▶ [Aim of the task]:
Could you write out each of the records below exactly?

***

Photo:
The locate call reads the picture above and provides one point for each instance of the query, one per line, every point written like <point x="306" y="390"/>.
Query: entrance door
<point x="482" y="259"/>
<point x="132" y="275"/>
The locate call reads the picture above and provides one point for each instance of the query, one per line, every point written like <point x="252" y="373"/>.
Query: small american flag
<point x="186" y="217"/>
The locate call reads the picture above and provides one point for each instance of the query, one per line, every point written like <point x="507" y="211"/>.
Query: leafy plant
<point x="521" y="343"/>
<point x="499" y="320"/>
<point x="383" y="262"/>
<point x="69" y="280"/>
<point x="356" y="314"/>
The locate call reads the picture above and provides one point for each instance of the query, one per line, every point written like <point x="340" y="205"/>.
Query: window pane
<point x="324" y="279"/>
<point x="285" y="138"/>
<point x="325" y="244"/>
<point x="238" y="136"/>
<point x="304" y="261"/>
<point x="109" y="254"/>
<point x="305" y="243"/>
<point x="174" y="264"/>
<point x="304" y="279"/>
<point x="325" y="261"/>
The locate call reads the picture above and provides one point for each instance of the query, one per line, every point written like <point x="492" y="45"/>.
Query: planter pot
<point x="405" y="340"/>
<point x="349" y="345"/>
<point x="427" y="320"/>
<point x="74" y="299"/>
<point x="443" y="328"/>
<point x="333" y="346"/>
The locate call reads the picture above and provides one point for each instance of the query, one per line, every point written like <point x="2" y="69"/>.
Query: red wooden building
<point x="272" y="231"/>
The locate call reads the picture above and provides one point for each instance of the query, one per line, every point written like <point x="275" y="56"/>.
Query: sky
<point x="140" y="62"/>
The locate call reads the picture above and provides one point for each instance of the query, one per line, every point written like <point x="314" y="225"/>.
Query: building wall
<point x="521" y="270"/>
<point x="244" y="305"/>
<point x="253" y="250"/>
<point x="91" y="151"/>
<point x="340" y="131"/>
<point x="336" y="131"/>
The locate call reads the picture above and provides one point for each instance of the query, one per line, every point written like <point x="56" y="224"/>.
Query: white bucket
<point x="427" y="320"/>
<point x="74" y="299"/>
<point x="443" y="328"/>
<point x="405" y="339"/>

***

▶ [Reply]:
Photo:
The locate call reads the picture above and provides one point for each instance of the query, one per line, every point written like <point x="306" y="390"/>.
Query: entrance door
<point x="482" y="259"/>
<point x="132" y="275"/>
The locate call reads the picture above and provides one point for each instance of the query, one per line, every point written like <point x="252" y="373"/>.
Query: small american flag
<point x="186" y="217"/>
The locate call reads the picture above and provides one point for each instance of the query, one per line, every point written like <point x="507" y="211"/>.
Query: leafy plant
<point x="521" y="343"/>
<point x="499" y="320"/>
<point x="383" y="262"/>
<point x="69" y="280"/>
<point x="356" y="314"/>
The locate call reads the picture above and provides one point for each instance of the query, one per line, every point written like <point x="340" y="205"/>.
Query: window pane
<point x="324" y="279"/>
<point x="285" y="138"/>
<point x="325" y="244"/>
<point x="238" y="136"/>
<point x="304" y="261"/>
<point x="109" y="254"/>
<point x="305" y="243"/>
<point x="174" y="264"/>
<point x="304" y="279"/>
<point x="325" y="261"/>
The locate call reads the picture above and provides one point for each instance of the query, one per line, every point written like <point x="492" y="45"/>.
Query: planter pot
<point x="405" y="340"/>
<point x="349" y="345"/>
<point x="427" y="320"/>
<point x="74" y="299"/>
<point x="443" y="328"/>
<point x="333" y="346"/>
The locate call reads the picture above and provides one point for each instance of the query, one per line, every point written like <point x="2" y="69"/>.
Query: red wooden building
<point x="272" y="231"/>
The locate call reads the picture above and provides one point for each instance of the query, one per line, every point written like <point x="275" y="56"/>.
Query: sky
<point x="140" y="62"/>
The locate call reads the picture above and provides one point for each instance of the query, one per line, every point written like <point x="314" y="225"/>.
Query: building wall
<point x="521" y="270"/>
<point x="244" y="305"/>
<point x="253" y="250"/>
<point x="91" y="151"/>
<point x="340" y="131"/>
<point x="336" y="131"/>
The locate call reads the picture above and provides one point for each instance of the query, one per line, every point written like <point x="56" y="224"/>.
Query: white bucket
<point x="427" y="320"/>
<point x="74" y="299"/>
<point x="443" y="328"/>
<point x="405" y="339"/>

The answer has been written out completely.